Written task:
Render every entry exactly as it appears.

Items listed in a dataset:
....................
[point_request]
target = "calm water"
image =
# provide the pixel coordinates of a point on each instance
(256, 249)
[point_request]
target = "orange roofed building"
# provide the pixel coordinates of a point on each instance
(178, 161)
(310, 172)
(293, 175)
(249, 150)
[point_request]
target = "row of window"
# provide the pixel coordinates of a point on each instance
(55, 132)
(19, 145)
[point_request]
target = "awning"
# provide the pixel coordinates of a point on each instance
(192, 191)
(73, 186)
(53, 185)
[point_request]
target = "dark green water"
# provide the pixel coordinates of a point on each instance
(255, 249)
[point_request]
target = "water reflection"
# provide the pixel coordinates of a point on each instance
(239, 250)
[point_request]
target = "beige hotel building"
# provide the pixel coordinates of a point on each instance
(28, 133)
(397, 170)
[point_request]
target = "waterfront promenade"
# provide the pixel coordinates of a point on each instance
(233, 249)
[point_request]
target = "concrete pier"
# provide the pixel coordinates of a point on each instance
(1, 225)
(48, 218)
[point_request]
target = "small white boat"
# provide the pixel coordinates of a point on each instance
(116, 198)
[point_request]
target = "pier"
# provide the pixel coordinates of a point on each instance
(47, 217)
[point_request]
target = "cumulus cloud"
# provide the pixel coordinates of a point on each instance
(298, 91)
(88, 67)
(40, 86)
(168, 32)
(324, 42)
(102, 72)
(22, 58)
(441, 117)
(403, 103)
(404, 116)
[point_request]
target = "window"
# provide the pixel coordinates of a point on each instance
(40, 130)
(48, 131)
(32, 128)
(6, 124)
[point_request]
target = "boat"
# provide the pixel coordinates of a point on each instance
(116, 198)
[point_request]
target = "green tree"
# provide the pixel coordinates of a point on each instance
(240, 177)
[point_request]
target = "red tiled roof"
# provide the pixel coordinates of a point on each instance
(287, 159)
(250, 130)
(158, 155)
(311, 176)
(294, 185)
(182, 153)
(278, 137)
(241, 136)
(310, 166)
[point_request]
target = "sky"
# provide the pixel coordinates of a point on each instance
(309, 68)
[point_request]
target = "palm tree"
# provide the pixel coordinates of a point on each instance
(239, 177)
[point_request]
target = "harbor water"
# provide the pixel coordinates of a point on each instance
....................
Final answer:
[point_request]
target = "calm water"
image =
# provide the pixel coordinates of a point on each instance
(256, 249)
[point_request]
target = "orange roofed building"
# provide the pixel coordinates of a point on each instance
(178, 161)
(310, 172)
(293, 175)
(249, 150)
[point_request]
target = "row of window"
# provide the pixel coordinates of a point on each instance
(55, 132)
(19, 145)
[point_request]
target = "awning"
# provide the pixel coordinates of a point on each instance
(192, 191)
(73, 186)
(53, 185)
[point_request]
target = "dark green water"
# provide the pixel coordinates of a point on each instance
(255, 249)
[point_request]
target = "water reflection"
# provide the pixel coordinates of a point on each instance
(239, 250)
[point_request]
target = "beige hotel building"
# provide the pixel coordinates of a point on each instance
(28, 133)
(397, 170)
[point_request]
target = "waterfront promenade"
# provide the pixel coordinates of a point on each instance
(233, 249)
[point_request]
target = "concrete pier"
# provide the pixel coordinates of a point on each instance
(1, 225)
(48, 218)
[point_request]
target = "small white boat"
# provide the pixel coordinates of a point on each instance
(116, 198)
[point_request]
target = "pier"
# provide the pixel coordinates of a point on each instance
(47, 217)
[point_request]
target = "cumulus cloud"
# provide the pixel coordinates of a point on each instance
(298, 91)
(88, 67)
(40, 86)
(168, 32)
(324, 42)
(102, 72)
(22, 58)
(441, 117)
(403, 103)
(404, 116)
[point_request]
target = "window"
# provide the pixel coordinates of a point on each instance
(40, 130)
(48, 131)
(32, 128)
(6, 124)
[point_request]
target = "boat"
# provide the pixel coordinates of a point on each instance
(116, 198)
[point_request]
target = "green tree"
# provide the pixel coordinates of a point on each instance
(240, 177)
[point_request]
target = "red tiled roof"
# provide the pixel coordinates of a point on each instance
(287, 159)
(250, 130)
(158, 155)
(311, 176)
(294, 185)
(182, 153)
(278, 137)
(241, 136)
(310, 166)
[point_request]
target = "sky"
# provide the pixel coordinates of a point on each instance
(309, 68)
[point_request]
target = "palm tree"
# provide the pixel coordinates of a point on each instance
(239, 177)
[point_request]
target = "harbor water"
# provide the pixel coordinates of a point on each instance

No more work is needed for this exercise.